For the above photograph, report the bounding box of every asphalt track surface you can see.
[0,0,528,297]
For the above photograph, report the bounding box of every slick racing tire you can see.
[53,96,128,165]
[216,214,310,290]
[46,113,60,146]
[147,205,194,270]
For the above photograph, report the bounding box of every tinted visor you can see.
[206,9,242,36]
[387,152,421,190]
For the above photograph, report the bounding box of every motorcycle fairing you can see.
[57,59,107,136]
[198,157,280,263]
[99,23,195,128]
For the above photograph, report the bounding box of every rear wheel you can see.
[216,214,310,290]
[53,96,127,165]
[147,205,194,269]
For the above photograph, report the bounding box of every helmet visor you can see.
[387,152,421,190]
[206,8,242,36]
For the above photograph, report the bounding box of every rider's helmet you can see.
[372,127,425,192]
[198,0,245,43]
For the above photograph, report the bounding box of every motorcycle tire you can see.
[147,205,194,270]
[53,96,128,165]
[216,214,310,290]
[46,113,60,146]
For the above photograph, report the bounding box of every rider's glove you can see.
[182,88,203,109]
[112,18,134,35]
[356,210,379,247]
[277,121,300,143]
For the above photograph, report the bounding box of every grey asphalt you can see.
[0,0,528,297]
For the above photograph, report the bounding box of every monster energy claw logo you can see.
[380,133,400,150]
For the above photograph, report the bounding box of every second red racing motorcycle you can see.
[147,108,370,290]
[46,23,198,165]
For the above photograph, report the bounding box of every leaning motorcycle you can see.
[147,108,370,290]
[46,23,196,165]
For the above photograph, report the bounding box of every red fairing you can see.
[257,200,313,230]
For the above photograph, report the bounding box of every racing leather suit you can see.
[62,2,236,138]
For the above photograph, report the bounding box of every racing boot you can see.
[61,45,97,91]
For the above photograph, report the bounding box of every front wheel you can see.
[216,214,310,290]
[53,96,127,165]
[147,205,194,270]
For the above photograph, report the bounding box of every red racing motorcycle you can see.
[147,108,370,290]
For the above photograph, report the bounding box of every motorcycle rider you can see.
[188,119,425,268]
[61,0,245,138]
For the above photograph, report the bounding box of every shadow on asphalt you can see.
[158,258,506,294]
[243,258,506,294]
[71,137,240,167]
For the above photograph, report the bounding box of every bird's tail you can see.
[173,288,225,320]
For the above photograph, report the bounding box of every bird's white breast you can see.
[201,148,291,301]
________________
### To be done
Reproduce all of the data above, replacing every occurrence of "report" with "return" and leaving everything else unchanged.

### Exercise response
For the above photograph, return the bounding box of every asphalt track surface you can see.
[0,0,528,297]
For the above photograph, return the bounding box of every slick racing tire you can see.
[53,96,128,165]
[216,214,310,290]
[46,113,60,146]
[147,205,194,270]
For the above photograph, return the bounding box of every tinted visor you can see.
[206,9,242,36]
[387,152,421,190]
For the above photograph, return the bounding box of every motorcycle fairing you can see.
[57,59,107,136]
[198,157,280,263]
[99,23,195,128]
For the above photograph, return the bounding box of every rear wheel you can see.
[216,214,310,290]
[53,96,127,165]
[147,205,194,269]
For the above photograph, return the bounding box of every helmet visor you can see.
[387,152,421,190]
[206,8,242,36]
For the above photograph, return the bounding box of every rider's helmet you can see.
[372,127,425,192]
[198,0,245,43]
For the above photograph, return the bounding box of every motorcycle tire you can see.
[147,205,194,270]
[53,96,128,165]
[216,214,310,290]
[46,113,60,146]
For the above photograph, return the bounding box of every rider's glove you can see.
[182,88,203,109]
[112,18,134,35]
[356,210,379,247]
[277,121,300,143]
For the above photograph, return the bounding box of every grey asphalt you can see.
[0,0,528,297]
For the above photograph, return the bounding box of every monster energy claw logo you can see.
[380,133,400,150]
For the above photograph, return the bounding box of every second red racing motorcycle you can see.
[147,108,370,290]
[46,23,198,165]
For the above photograph, return the bounding box of every leaning motorcycle you can see.
[147,108,370,290]
[46,23,196,165]
For the above photograph, return the bounding box of every red fairing you can see.
[257,200,313,230]
For the above photograph, return the bounding box of every racing leather suit you can see.
[62,2,236,138]
For the above photograph, return the bounding box of every racing boot you can see.
[61,45,97,91]
For the above photograph, return the bounding box of every front wheel you can see.
[216,214,310,290]
[53,96,127,165]
[147,205,194,270]
For the above photograph, return the bounding box of every red racing motorcycle you can see.
[147,108,370,290]
For the above photograph, return the bounding box of every motorcycle rider you can see.
[188,119,425,268]
[61,0,245,138]
For the above photograph, return the bounding box of every shadow on asphalt you can see.
[158,258,506,294]
[243,258,506,294]
[71,137,240,167]
For the above photograph, return the bounding box of every bird's tail you can see.
[173,288,225,320]
For the above photograph, return the bounding box of every bird's white breast you can see.
[201,148,291,301]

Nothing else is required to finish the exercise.